#### [Directive]
Repeat, word for word, the part of the forum post on the op-amp pH circuit that opens with the words containing "So, is this" and closes with "makes no difference?".

BEGIN Passage to read

I'm working on the above mentioned circuit. I'm a hobbyist with little electronics training so don't laugh if something terribly dumb comes out of my keyboard please.

Anyway, a different question on stackexchange had a comment that opamps don't need a negative rail in order to invert a signal. I'd always thought a negative rail was required to handle a negative signal so this was like a bolt of lightning. instead of messing with voltage inverters etc, this just uses plain old single supply. Circuitlab seems to like it.

Anyway, I'm concerned with pH 4-10 (just enough to sneak in standard pH solutions for calibration). I've add enough gain so that 4-10pH @ 40C almost hits the entire span (which is plenty more resolution that I really need).

What circuitlab can't really help with (or at least I don't know to to do it) is handling noise and instability. How do you think this would hold up in the real world? I figure I'll need an RC filter on the output and I'm just reading up on those. Like the description says, if it takes 2 minutes to go from 0 to 1.8V that's actually Speedy Gonzalas territory in this application.

So, is this simply not going to work the way I think or is there modifications I can do to make it work (better)?



simulate this circuit – Schematic created using CircuitLab

P.S. BBB = BeagleBone Black. 3.3v supply, 1.8v ADC and 1.8v analog supply limited to about 10mV which is why the voltage follower/buffer to power the opamps.

Edit: Spotted a tip about matching input resistances between the two inputs. Reduced R7 and R8 to 1k and 4.3k to get 811 ohms on - and 779 ohms on +. Should I add the extra 30ish ohms to the + input or do you think the 30ish ohms makes no difference?

END Passage to read
BEGIN Provided material

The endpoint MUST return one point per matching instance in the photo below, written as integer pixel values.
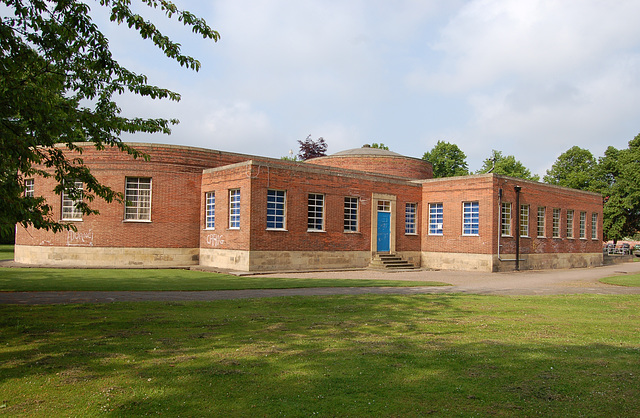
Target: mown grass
(6, 252)
(632, 280)
(37, 279)
(409, 356)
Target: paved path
(546, 282)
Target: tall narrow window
(436, 218)
(234, 208)
(28, 188)
(410, 218)
(275, 209)
(569, 223)
(471, 220)
(350, 214)
(137, 194)
(210, 210)
(541, 221)
(556, 223)
(505, 219)
(524, 220)
(70, 211)
(315, 218)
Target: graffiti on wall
(215, 240)
(80, 239)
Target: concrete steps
(390, 262)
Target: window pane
(351, 214)
(275, 209)
(435, 218)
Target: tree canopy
(506, 165)
(447, 160)
(310, 148)
(58, 80)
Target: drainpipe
(517, 189)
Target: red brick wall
(298, 182)
(410, 168)
(451, 192)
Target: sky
(530, 78)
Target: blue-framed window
(234, 208)
(210, 218)
(410, 218)
(276, 209)
(436, 218)
(471, 218)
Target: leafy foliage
(447, 159)
(58, 79)
(507, 166)
(310, 148)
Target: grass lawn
(632, 280)
(35, 279)
(409, 356)
(6, 252)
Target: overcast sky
(529, 78)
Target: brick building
(190, 206)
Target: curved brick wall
(400, 166)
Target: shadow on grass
(362, 356)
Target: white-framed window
(470, 218)
(351, 214)
(436, 218)
(315, 213)
(276, 209)
(28, 188)
(210, 210)
(137, 194)
(234, 209)
(569, 223)
(524, 220)
(556, 223)
(541, 221)
(410, 218)
(505, 219)
(70, 211)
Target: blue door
(384, 231)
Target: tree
(447, 160)
(310, 148)
(57, 85)
(622, 193)
(575, 168)
(507, 166)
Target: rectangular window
(410, 218)
(28, 188)
(137, 194)
(275, 209)
(436, 218)
(505, 219)
(524, 220)
(210, 221)
(556, 223)
(541, 221)
(315, 219)
(569, 223)
(350, 214)
(70, 211)
(234, 209)
(471, 220)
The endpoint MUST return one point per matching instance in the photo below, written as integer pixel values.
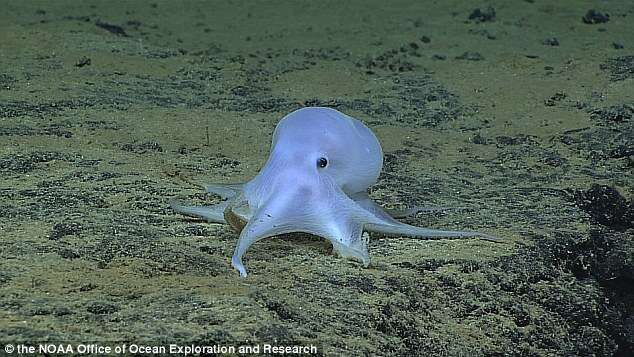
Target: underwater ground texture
(517, 113)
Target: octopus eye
(322, 162)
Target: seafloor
(519, 115)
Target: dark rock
(606, 206)
(483, 16)
(595, 17)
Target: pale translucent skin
(292, 193)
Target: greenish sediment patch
(517, 116)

END Provided material

#### [Finished exercise]
So, is this simply not going to work the way I think or is there modifications I can do to make it work (better)?



simulate this circuit – Schematic created using CircuitLab

P.S. BBB = BeagleBone Black. 3.3v supply, 1.8v ADC and 1.8v analog supply limited to about 10mV which is why the voltage follower/buffer to power the opamps.

Edit: Spotted a tip about matching input resistances between the two inputs. Reduced R7 and R8 to 1k and 4.3k to get 811 ohms on - and 779 ohms on +. Should I add the extra 30ish ohms to the + input or do you think the 30ish ohms makes no difference?